(Position annotation records)
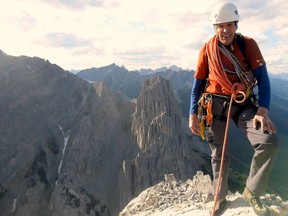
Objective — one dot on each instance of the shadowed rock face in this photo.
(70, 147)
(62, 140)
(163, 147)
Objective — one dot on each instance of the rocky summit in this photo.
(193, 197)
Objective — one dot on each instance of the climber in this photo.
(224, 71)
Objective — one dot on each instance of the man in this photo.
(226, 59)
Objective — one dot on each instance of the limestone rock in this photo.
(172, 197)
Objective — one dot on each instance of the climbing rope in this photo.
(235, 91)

==

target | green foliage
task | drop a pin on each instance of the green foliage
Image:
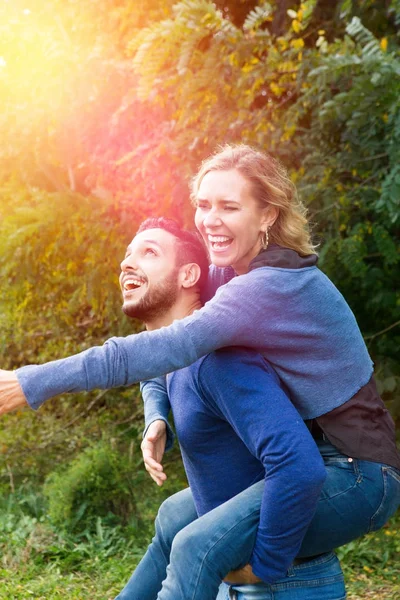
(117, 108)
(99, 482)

• Stated goal: Report every line above that contains the string "foliage", copying each such line in full.

• Task response:
target | green foliage
task | drop a pin on each instance of the green foliage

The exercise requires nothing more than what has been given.